== Exercise description ==
Could you copy every line of the data that contains "eyelash"?

== Extracted data ==
^^^^^^^^

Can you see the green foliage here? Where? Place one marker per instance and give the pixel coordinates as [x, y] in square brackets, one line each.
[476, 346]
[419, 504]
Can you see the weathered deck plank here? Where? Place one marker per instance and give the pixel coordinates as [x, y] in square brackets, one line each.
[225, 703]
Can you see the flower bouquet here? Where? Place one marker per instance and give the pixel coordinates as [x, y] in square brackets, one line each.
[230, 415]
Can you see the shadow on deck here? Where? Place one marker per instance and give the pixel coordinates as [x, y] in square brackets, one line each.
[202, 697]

^^^^^^^^

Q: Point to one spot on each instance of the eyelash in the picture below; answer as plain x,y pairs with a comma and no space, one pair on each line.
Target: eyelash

^^^^^^^^

== Answer to the problem ==
Q: Point to one spot on each instance of the eyelash in the picture below; answer as plain x,y pairs with a comma and no space, one pair on each line.
Target: eyelash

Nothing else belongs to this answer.